## EXERCICE PROPOSÉ A
D'après le texte sur la musique catalane, à quelle époque la rumba catalane a-t-elle été inventée ?
## EXERCICE PROPOSÉ B
Réécris le passage du texte sur la musique catalane qui va de « Autre célébrité, Joan » jusqu'à « dédié un disque. », en remplaçant « Amérique du Sud » par « Amérique centrale ».
## EXERCICE PROPOSÉ C
Rédige la suite du texte sur la musique catalane, à partir de sa dernière phrase.

## TEXTE PROPOSÉ

════════

La musique en Catalogne c’est aussi la rumba catalane, issue de la fusion du flamenco et de la musique afro-cubaine. La guitare y tient une place majeure avec des coups portés, telles des percussions, sur la caisse de l’instrument tout en bloquant les cordes. Manu Chao a, depuis quelques années déjà, le projet d’un album de rumba catalane dont les chansons seraient déjà composées. Ce qu’on appelle aujourd’hui dans le monde entier la rumba catalane est un style musical inventé à la fin des années 1950 par les gitans des quartiers pauvres de Barcelone. En se familiarisant avec les sons nouveaux de la salsa et les rythmes des îles des Caraïbes et d’Amérique latine, ils ont adopté ces nouveaux sons, tout en conservant la plainte rauque et les vibratos à l’orientale hérités du flamenco. Le mélange a donné un nouveau style de chanson, facilement mémorisable, qui dépasse désormais largement la sphère gitane et touche le grand public. La consécration est venue lors de la cérémonie de clôture des Jeux olympiques de Barcelone en 1992. À cette occasion, le monde entier a découvert, la version rumba décapante de All My Loving (des Beatles) par Los Manolos et la chanson gitane de Peret Barcelona Tiene Poder, traitées à égale importance que la chanson « Barcelona » du duo constitué par la soprano Montserrat Caballé et le chanteur de Queen Freddy Mercury.

La Nova Cançó (nouvelle chanson catalane)

Les Catalans sont très attachés à leur différenciation culturelle par rapport au reste de l’Espagne et lorsque les artistes chantent en catalan, il s’agit d’une manière pour eux de revendiquer leur identité. Dans les années soixante, la Nova Cançó s’est ainsi appuyée sur l’utilisation du catalan, malgré le contexte franquiste. De ce mouvement sont nées de grandes figures de la chanson catalane, Maria del Mar Bonet, Raimon, mais surtout Lluís Llach, un auteur et interprète très engagé au début de sa carrière. Ses chansons ont gagné en popularité, alors que leurs thèmes devenaient plus poétiques. Il a ainsi mis en musique de nombreux poèmes catalans. Son morceau le plus connu est L’Estaca, devenu l’hymne non officiel du syndicat polonais Solidarnosc, mais aussi l’hymne officiel du club de rugby USAP Perpignan. Entre 2015 et 2017, il a aussi été député au Parlement de Catalogne après s’être présenté au sein de la coalition indépendantiste Junts pel Sí.

Autre célébrité, Joan Manuel Serrat, connu en Espagne, mais aussi dans toute l’Amérique du Sud, ne se cantonne pas à un style précis : folklore catalan, tango, boléro ou chansons populaires d’Amérique latine. Sa popularité va bien au-delà des frontières espagnoles et des artistes cubains lui ont même dédié un disque.

════════

## DONNÉES FOURNIES
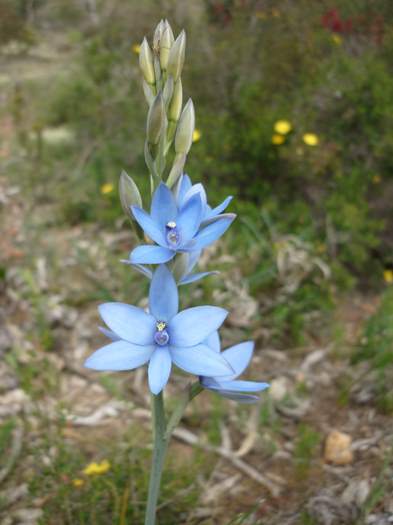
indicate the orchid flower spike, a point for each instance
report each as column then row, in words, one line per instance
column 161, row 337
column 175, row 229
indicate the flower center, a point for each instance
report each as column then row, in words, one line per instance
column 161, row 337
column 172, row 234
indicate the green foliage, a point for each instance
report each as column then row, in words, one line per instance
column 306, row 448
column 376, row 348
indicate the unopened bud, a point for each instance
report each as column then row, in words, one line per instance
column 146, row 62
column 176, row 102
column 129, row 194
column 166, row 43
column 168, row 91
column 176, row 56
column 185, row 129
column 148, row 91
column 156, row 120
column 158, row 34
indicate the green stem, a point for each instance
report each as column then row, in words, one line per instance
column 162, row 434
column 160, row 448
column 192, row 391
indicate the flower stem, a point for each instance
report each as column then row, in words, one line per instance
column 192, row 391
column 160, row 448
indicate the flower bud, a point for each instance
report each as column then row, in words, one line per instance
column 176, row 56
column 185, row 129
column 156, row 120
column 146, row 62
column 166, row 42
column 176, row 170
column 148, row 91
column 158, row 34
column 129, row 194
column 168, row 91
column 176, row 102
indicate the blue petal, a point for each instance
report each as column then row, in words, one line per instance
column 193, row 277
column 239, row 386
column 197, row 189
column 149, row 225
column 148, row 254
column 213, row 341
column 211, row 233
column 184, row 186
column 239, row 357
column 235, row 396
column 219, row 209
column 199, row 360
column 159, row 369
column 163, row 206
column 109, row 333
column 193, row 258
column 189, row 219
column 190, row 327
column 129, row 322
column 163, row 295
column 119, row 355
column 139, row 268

════════

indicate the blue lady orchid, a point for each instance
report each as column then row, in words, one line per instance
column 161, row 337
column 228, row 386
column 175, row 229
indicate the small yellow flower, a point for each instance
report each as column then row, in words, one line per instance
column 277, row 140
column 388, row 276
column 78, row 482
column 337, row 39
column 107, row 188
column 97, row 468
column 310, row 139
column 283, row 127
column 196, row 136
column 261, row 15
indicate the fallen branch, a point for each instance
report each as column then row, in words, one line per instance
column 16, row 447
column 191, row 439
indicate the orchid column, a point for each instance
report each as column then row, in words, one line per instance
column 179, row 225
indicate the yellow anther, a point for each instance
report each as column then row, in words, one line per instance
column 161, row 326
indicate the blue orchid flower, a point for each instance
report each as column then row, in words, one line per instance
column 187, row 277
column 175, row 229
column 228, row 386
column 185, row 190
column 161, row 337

════════

## BONNE RÉPONSE A
À la fin des années 1950.

## BONNE RÉPONSE B
Autre célébrité, Joan Manuel Serrat, connu en Espagne, mais aussi dans toute l’Amérique centrale, ne se cantonne pas à un style précis : folklore catalan, tango, boléro ou chansons populaires d’Amérique latine. Sa popularité va bien au-delà des frontières espagnoles et des artistes cubains lui ont même dédié un disque.

## BONNE RÉPONSE C
La scène rock catalane

La plupart des peuples ont vu éclore des groupes de rock qui ont influencé toute une génération. Ce qui différencie la Catalogne des autres régions vient du lien étroit existant entre le développement du rock catalan et la métamorphose politique du pays à l’œuvre lors de la sortie du franquisme. Pendant longtemps, le rock s’est écrit en anglais ou en espagnol, mais pas en catalan. Lorsque les groupes locaux ont pris le pari de chanter dans leur propre langue, ils ont immédiatement connu un formidable succès public, encouragés dans cette voie par le gouvernement de la Catalogne. Aujourd’hui, la pop et le rock indie chantés en catalan ont une place de choix dans le panorama musical, avec la pop-folk de Manel, la pop du groupe majorquin Antonia Font ou encore Mishima qui avait commencé en produisant deux albums en anglais avant d’écrire exclusivement en catalan. Le rock d’origine catalane a une identité qui lui est propre et ce, malgré tous les risques qu’implique la composition artistique dans une langue vernaculaire.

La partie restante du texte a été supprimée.